## PROVIDED MATERIAL
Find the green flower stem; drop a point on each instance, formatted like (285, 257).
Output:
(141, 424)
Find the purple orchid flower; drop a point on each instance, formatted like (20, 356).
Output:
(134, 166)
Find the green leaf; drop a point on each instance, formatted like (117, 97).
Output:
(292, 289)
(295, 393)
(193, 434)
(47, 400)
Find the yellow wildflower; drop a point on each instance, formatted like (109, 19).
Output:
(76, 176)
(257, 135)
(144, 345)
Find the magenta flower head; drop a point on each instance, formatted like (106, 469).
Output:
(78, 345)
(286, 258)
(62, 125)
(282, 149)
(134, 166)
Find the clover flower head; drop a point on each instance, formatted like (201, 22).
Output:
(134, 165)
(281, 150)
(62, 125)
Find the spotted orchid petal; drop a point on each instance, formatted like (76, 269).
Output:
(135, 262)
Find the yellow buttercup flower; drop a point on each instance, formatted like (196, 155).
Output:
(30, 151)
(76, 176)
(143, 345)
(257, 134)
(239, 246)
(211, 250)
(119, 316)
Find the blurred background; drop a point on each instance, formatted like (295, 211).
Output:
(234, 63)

## THE TASK
Across the whole listing above, find every line with the string "head" and copy it.

## TASK SOLUTION
Find the magenta flower head; drop a point on each instance, formatted like (106, 469).
Find the clover flower head; drop a point on each instance, formatted like (201, 22).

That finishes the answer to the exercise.